> [DOCUMENT TEXT]:
++++++++++
Geraldo has buried his head in the sands of history. Here’s a wake-up call.

Nazi war criminals appealed to the American eugenics movement for their defense. In Mein Kampf Adolf Hitler mentioned the American eugenic movement as a developing eugenic model to follow:

“There is today one state in which at least weak beginnings toward a better conception are noticeable. Of course, it is not our model German Republic, but the American Union, in which an effort is made to consult reason at least partially.”1

Let’s not forget the Nazi medical experiments that were used to further the cause of medical science. The Jews were going to be exterminated anyway, so why not use them and their body parts to advance science?:

“Nazi human experimentation was a series of medical experiments on large numbers of prisoners (including children), largely Jews from across Europe, but also Romani, Sinti, ethnic Poles, Soviet POWs and disabled Germans, by Nazi Germany in its concentration camps mainly in the early 1940s, during World War II and the Holocaust.

“Prisoners were forced into participating; they did not willingly volunteer and no consent was given for the procedures. Typically, the experiments resulted in death, trauma, disfigurement or permanent disability, and as such are considered as examples of medical torture.”

The unborn babies didn’t give their consent to be aborted and to have their organs and other body parts used to advance medical science.

The question whether the data gleaned from Nazi medical experiments should be used today in a research setting is still debated. The following is from Baruch C. Cohen’s article “The Ethics of Using Medical Data from Nazi Experiments”:

“[A]fter reviewing the graphic descriptions of how the Nazis conducted the experiments, it became increasingly difficult to remain objective regarding its subsequent use. The difficulty of objectively analyzing the use of Nazi data was further complicated by the use of the amorphous term, ‘data.’

“‘Data’ is merely an impersonal recordation of words and numbers. It seems unattached to the tortured or their pain. Once cannot fully confront the dilemma of using the results of Nazi experiments without sensitizing one’s self to the images of the frozen, the injected, the inseminated, and the sterilized.
++++++++++
[Saved data entries]
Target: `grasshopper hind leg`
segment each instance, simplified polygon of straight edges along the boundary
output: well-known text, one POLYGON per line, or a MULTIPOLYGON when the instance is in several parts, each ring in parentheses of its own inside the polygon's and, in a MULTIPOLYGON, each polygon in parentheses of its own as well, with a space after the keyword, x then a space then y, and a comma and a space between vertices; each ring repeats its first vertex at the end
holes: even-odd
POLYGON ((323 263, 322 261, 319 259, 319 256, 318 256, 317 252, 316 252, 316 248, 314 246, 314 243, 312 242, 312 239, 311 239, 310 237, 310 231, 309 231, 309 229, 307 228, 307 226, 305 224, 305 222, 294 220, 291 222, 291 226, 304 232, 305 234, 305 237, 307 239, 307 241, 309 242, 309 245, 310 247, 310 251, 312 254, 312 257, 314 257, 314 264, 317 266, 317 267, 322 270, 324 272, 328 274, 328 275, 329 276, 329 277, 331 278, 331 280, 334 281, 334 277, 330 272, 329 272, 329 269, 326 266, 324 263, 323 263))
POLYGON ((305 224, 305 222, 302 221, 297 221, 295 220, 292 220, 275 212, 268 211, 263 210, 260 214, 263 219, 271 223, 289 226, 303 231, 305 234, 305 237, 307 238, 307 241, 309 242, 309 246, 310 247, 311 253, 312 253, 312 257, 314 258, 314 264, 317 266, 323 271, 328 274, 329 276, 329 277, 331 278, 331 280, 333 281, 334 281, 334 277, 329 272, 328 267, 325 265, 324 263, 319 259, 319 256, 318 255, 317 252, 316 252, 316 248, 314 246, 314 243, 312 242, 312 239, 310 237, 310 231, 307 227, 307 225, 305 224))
++++++++++
> [PARTS OF THE EXERCISE]:
1. Answer these questions from the article on Nazi experiments:
(a) To which movement did Nazi war criminals appeal for their defense?
(b) In the quoted description of the experiments, in what period were they mainly carried out?
(c) What is the title of Baruch C. Cohen's article that is quoted?
2. Restate as a short list the paragraph of the article on Nazi experiments that begins "Nazi human experimentation was a series," keeping its main facts.
3. Pick up the article on Nazi experiments after its last sentence and continue it.

> [ANSWERS FOR THIS EXERCISE]:
1.
(a) The American eugenics movement.
(b) Mainly in the early 1940s, during World War II and the Holocaust.
(c) "The Ethics of Using Medical Data from Nazi Experiments."

2.
- Nazi Germany carried out a series of medical experiments on large numbers of prisoners, including children.
- Most victims were Jews from across Europe. Others were Romani, Sinti, ethnic Poles, Soviet POWs and disabled Germans.
- The experiments took place in concentration camps, mainly in the early 1940s, during World War II and the Holocaust.

3.
“The issue of whether to use the Nazi data is a smokescreen from the reality of human suffering. Instead of the word ‘data,’ I suggest that we replace it with an Auschwitz bar of soap. This horrible bar of soap is the remains of murdered Jews. The image sensitizes and personalizes our dilemma. Imagine the extreme feeling of discomfort, and the mortified look of horror upon discovering that one just showered with the remains of murdered Jews. The ghastly thought of the Nazis melting human beings (and perhaps even one’s close relatives) together for a bar of soap precludes any consideration of its use.

“How could any civilized person divorce the horror from the carnage without numbing one’s self to the screams of the tortured and ravaged faces of the Holocaust? Indeed, it is only with this enhanced sensitivity to the suffering that one can accurately deal with the Nazi ‘data.’”2

Blacks, often thought of as less than human, were also subjected to medical experiments to further advances in medicine. There was the Tuskegee Syphilis “clinical study conducted between 1932 and 1972 by the U.S. Public Health Service to study the natural progression of untreated syphilis in rural African-American men in Alabama. They were told that they were receiving free health care from the U.S. government. . . .”

“None of the men infected were ever told they had the disease, nor were any treated for it with penicillin after this antibiotic became proven for treatment. According to the Centers for Disease Control, the men were told they were being treated for ‘bad blood,’ a local term for various illnesses that include syphilis, anemia, and fatigue.”

Since it was for “science,” and blacks weren’t equal to whites, a utilitarian ethic was considered legitimate for what turned out to be “the most infamous biomedical research study in U.S. history.”

Geraldo Rivera and many liberals like him are some of the biggest hypocrites. They are the first to bring up some charge of “micro-aggression,” and they are the last to condemn the killing of tens of millions of unborn babies.